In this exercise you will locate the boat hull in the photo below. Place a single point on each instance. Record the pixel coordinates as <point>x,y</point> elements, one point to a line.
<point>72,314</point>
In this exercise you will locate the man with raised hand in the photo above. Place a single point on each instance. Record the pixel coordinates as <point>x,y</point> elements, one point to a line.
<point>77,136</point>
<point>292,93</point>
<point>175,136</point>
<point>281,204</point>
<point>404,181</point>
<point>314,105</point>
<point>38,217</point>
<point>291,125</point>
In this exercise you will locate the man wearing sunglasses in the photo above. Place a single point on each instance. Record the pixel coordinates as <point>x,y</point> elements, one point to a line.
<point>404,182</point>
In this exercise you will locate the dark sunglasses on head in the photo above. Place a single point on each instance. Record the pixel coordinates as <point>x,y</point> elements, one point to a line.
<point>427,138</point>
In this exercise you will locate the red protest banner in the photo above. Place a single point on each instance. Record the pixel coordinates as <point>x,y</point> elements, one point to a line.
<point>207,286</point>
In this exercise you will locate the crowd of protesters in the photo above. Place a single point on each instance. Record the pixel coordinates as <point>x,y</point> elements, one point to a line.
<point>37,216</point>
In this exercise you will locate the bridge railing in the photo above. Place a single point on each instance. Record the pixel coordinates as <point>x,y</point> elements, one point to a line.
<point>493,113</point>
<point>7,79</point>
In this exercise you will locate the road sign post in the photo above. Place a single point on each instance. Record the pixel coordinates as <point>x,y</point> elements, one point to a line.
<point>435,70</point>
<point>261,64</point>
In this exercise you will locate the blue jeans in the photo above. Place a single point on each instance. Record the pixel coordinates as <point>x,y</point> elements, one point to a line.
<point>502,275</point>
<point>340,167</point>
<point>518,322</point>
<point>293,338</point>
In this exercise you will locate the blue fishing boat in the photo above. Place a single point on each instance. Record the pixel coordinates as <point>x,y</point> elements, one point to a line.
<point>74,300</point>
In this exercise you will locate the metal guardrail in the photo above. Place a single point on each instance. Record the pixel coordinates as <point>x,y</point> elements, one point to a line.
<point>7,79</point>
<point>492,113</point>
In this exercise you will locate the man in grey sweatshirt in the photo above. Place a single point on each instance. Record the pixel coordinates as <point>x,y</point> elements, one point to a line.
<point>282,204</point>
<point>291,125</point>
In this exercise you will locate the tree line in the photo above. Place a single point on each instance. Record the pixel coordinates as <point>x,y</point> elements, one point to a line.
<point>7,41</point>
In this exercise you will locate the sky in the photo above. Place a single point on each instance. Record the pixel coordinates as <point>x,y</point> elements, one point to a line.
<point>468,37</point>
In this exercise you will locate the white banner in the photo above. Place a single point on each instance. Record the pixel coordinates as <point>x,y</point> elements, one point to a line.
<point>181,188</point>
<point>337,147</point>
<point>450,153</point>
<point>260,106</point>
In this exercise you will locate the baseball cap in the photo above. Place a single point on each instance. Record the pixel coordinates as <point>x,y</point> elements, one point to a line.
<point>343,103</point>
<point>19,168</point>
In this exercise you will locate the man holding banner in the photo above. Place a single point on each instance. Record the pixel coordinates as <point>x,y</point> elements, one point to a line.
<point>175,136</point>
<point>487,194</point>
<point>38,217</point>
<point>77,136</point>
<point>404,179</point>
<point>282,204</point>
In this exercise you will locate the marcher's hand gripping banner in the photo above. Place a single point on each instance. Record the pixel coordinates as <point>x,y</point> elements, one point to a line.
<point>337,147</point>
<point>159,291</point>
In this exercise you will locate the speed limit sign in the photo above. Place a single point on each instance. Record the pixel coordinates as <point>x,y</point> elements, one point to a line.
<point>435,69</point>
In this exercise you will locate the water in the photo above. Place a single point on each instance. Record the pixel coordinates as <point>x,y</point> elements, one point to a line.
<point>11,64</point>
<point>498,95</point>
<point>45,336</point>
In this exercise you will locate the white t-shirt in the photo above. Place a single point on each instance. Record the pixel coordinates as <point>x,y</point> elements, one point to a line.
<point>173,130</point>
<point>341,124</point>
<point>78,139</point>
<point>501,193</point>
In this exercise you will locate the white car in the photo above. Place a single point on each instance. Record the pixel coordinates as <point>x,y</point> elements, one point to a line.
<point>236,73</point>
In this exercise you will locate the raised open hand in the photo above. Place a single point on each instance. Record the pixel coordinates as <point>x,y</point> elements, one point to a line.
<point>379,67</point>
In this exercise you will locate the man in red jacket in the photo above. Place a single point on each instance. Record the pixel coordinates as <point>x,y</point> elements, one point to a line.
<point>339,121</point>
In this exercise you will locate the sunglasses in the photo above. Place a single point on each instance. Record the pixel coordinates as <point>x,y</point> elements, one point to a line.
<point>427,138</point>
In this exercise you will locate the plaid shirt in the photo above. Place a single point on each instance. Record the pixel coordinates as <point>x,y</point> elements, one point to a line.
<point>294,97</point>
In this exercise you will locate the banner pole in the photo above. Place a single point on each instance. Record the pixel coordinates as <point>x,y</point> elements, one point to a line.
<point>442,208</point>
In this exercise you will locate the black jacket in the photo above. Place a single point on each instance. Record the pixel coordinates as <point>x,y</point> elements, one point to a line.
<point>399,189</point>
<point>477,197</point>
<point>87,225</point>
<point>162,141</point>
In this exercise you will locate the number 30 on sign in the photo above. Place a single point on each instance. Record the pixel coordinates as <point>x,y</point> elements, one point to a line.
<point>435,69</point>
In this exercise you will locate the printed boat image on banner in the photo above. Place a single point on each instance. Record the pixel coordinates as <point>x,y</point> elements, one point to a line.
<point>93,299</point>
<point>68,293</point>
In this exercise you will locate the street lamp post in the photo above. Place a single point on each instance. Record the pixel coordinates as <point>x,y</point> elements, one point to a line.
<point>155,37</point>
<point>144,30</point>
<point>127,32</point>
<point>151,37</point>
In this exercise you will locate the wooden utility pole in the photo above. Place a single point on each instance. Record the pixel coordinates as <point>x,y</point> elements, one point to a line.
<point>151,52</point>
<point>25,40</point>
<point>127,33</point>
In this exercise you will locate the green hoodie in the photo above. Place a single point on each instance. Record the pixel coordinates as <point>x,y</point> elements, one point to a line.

*-*-*

## Your instructions
After reading the entries, reproduce every one of them exactly.

## Exercise answer
In this exercise you will locate the boat hull in the photo below. Place a single point on each instance. Record the pixel coordinates as <point>x,y</point> elements, one point to a line.
<point>72,314</point>
In this exercise you will locate the man with raised hand in the photo above. Place a single point on each instance. Record the pixel coordinates as <point>x,y</point> elements, one point to a line.
<point>77,136</point>
<point>292,93</point>
<point>175,136</point>
<point>281,204</point>
<point>404,181</point>
<point>314,105</point>
<point>38,217</point>
<point>291,125</point>
In this exercise you will locate the man wearing sunglasses in the photo above. Place a single point on each instance. Record the pixel coordinates as <point>x,y</point> elements, one point to a line.
<point>404,182</point>
In this exercise you will locate the dark sunglasses on head in the photo above. Place a single point on each instance. Record the pixel coordinates as <point>x,y</point> elements, one point to a line.
<point>427,138</point>
In this exercise you will locate the red protest banner in the photo above. Place a single point on each instance. Record the pixel coordinates as <point>x,y</point> elements, one point to a line.
<point>207,286</point>
In this exercise you will locate the crowd of protesters in the photo above. Place a single point on each instance. Record the pixel coordinates as <point>x,y</point> elements, one point to a line.
<point>37,216</point>
In this exercise you will locate the bridge railing in the photo above. Place a single point on each instance. Record the pixel coordinates as <point>x,y</point> elements, one point to a line.
<point>493,113</point>
<point>7,79</point>
In this exercise you will locate the road sign post in the photo above. Place a single point on each instance. Record the pixel coordinates as <point>x,y</point> elements, one point to a line.
<point>435,70</point>
<point>261,64</point>
In this exercise you will locate the blue jeans in the photo above. Place a single point on each instance. Record the pixel coordinates as <point>x,y</point> elements, one point to a line.
<point>502,275</point>
<point>340,167</point>
<point>518,322</point>
<point>293,338</point>
In this exercise you will locate the blue fishing boat in the photo above. Place a single point on each instance. Record the pixel coordinates as <point>x,y</point> elements, one point to a line.
<point>74,300</point>
In this exercise you will locate the metal guardrail in the photo above. Place a single point on each instance. Record the pixel coordinates as <point>x,y</point> elements, one point to a line.
<point>7,79</point>
<point>492,113</point>
In this exercise you will locate the man in grey sweatshirt in the photo above. Place a single point on each instance. Record the pixel coordinates as <point>x,y</point> elements, one point to a line.
<point>282,204</point>
<point>291,125</point>
In this exercise you will locate the tree line in the photo above. Place a single point on each instance. Record the pixel coordinates as <point>x,y</point> elements, one point to a line.
<point>7,41</point>
In this exercise you will locate the sky in the photo above. Place a single point on each instance. Record the pixel coordinates as <point>x,y</point> elements, one point to a line.
<point>468,37</point>
In this exercise you will locate the white banner in the photo above. Place a single point on each instance. Record the pixel coordinates as <point>x,y</point> elements, one point to a line.
<point>181,188</point>
<point>337,147</point>
<point>450,153</point>
<point>260,106</point>
In this exercise you will locate the baseball cap in the photo above. Place a single point on each instance. Record the pixel coordinates as <point>x,y</point> elements, one point to a line.
<point>343,103</point>
<point>19,168</point>
In this exercise you will locate the man holding banner in the photo above. Place a single point on each instance. Record the pixel coordinates as <point>x,y</point> elements, one point to a line.
<point>175,136</point>
<point>487,194</point>
<point>38,217</point>
<point>77,136</point>
<point>404,179</point>
<point>282,204</point>
In this exercise you will locate the marcher's hand gripping banner in the photo above. Place a single point on each instance. Record the pixel coordinates as <point>x,y</point> elements, one point to a line.
<point>337,147</point>
<point>159,291</point>
In this exercise you will locate the speed limit sign in the photo above. Place a single point on each instance. Record the pixel coordinates as <point>x,y</point> elements, one point to a line.
<point>435,69</point>
In this exercise you will locate the water in the photo above. Place a single point on each instance. Record the pixel coordinates as <point>x,y</point> elements, one point to a line.
<point>11,64</point>
<point>498,95</point>
<point>45,336</point>
In this exercise you will locate the white t-shirt in the photo above. Place a single point on each instance. Record the pixel coordinates as <point>x,y</point> elements, one point to a line.
<point>173,130</point>
<point>341,124</point>
<point>78,139</point>
<point>501,193</point>
In this exercise you will locate the white car in the photo above. Place a single point on each instance. Record the pixel coordinates as <point>x,y</point> elements, one point to a line.
<point>236,73</point>
In this exercise you will locate the raised open hand in the photo above. Place a single point on each instance. Record the pixel coordinates as <point>x,y</point> elements, one point to a line.
<point>379,67</point>
In this exercise you will locate the man in red jacket in the photo above. Place a single point on each instance. Record the pixel coordinates as <point>x,y</point> elements, one point to a line.
<point>339,121</point>
In this exercise you will locate the sunglasses in the photo above. Place a single point on each instance. Record the pixel coordinates as <point>x,y</point> elements, one point to a line.
<point>427,138</point>
In this exercise you will locate the plaid shirt in the photo above. Place a single point on each instance. Record the pixel coordinates as <point>x,y</point> elements, one point to a line.
<point>294,97</point>
In this exercise you will locate the banner pole in the photo above. Place a single point on each instance. Record the pixel coordinates as <point>x,y</point> elements, one point to a line.
<point>442,208</point>
In this exercise you will locate the black jacket in the photo above. Place a single point on each instance. Record the pixel coordinates as <point>x,y</point> elements, one point to a line.
<point>399,189</point>
<point>477,197</point>
<point>87,225</point>
<point>162,141</point>
In this exercise you will locate the number 30 on sign in the photo above. Place a single point on each instance. Record the pixel coordinates as <point>x,y</point> elements, one point to a line.
<point>435,69</point>
In this exercise you will locate the printed boat image on banner in the photo above. Place a single point on each instance. Record the pixel coordinates as <point>x,y</point> elements, one point to a line.
<point>93,299</point>
<point>68,293</point>
In this exercise you will locate the street lamp post in the photo above. Place a single point on each instance. Record the pixel coordinates as <point>x,y</point> elements, one point to a line.
<point>155,37</point>
<point>144,30</point>
<point>127,32</point>
<point>151,37</point>
In this exercise you will locate the wooden utility pole in the photo above. Place a single point on each instance. Record the pixel coordinates as <point>x,y</point> elements, one point to a line.
<point>151,52</point>
<point>25,40</point>
<point>127,33</point>
In this exercise you will locate the green hoodie in the photo above. Place a single point on each instance. Record the pixel coordinates as <point>x,y</point> elements, one point to a line.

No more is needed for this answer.